=== Request ===
Exactly and only the lines from the one containing "Reviewer note: check that every instance of the swimming" through the close of the entries below are to be set down.

=== Information supplied ===

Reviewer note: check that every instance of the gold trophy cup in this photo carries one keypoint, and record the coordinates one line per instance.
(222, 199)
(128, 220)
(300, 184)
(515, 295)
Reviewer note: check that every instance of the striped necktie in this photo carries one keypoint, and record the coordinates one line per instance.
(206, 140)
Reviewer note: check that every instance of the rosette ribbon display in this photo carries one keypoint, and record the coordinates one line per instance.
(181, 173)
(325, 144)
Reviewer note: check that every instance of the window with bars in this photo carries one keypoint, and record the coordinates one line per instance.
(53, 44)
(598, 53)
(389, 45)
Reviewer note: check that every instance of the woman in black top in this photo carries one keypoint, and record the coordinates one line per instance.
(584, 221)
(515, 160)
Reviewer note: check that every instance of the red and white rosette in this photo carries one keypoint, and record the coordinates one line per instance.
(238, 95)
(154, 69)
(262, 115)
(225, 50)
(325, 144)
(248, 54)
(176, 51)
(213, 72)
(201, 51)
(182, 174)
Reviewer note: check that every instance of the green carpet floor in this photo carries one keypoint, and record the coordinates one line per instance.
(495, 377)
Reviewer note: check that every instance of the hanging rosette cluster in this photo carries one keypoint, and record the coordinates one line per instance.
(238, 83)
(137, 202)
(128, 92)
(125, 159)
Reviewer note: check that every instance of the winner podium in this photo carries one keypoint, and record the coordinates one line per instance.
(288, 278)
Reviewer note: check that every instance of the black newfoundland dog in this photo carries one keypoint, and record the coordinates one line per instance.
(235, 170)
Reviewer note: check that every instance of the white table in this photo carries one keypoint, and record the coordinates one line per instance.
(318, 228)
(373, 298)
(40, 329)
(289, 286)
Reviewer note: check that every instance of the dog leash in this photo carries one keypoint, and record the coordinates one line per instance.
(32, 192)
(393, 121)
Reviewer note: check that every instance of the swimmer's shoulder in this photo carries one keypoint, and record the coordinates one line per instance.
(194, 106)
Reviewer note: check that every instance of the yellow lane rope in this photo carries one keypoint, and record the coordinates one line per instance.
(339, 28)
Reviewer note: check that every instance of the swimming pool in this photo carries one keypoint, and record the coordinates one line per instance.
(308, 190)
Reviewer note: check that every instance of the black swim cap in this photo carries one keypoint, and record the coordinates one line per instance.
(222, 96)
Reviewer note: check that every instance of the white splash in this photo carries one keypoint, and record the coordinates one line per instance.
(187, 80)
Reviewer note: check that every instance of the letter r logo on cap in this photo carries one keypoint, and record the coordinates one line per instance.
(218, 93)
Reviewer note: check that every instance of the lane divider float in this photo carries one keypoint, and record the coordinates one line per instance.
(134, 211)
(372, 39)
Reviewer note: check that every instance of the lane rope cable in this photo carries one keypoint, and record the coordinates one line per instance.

=== Response ===
Reviewer note: check that every instance of the swimming pool in this photo carries one keypoint, and record the coordinates one line per instance.
(308, 190)
Reviewer note: check that every instance of the black swim cap in this photo carries one keypoint, and record the coordinates one line per instance.
(222, 96)
Reviewer note: check that every instance of the white splash in this photo carries one keypoint, and record the coordinates one line per instance.
(187, 80)
Reviewer note: check that every instance of the letter r logo on cap in this photo carries one keypoint, and record the coordinates one line per instance.
(218, 93)
Reviewer note: check that every instance of the lane divider float in this photo carries one keypoint, and record the coordinates one line per instance.
(134, 211)
(372, 39)
Reviewer note: check that every instance of the lane rope cable in this photo carries one keypoint, and record the coordinates one line per instance.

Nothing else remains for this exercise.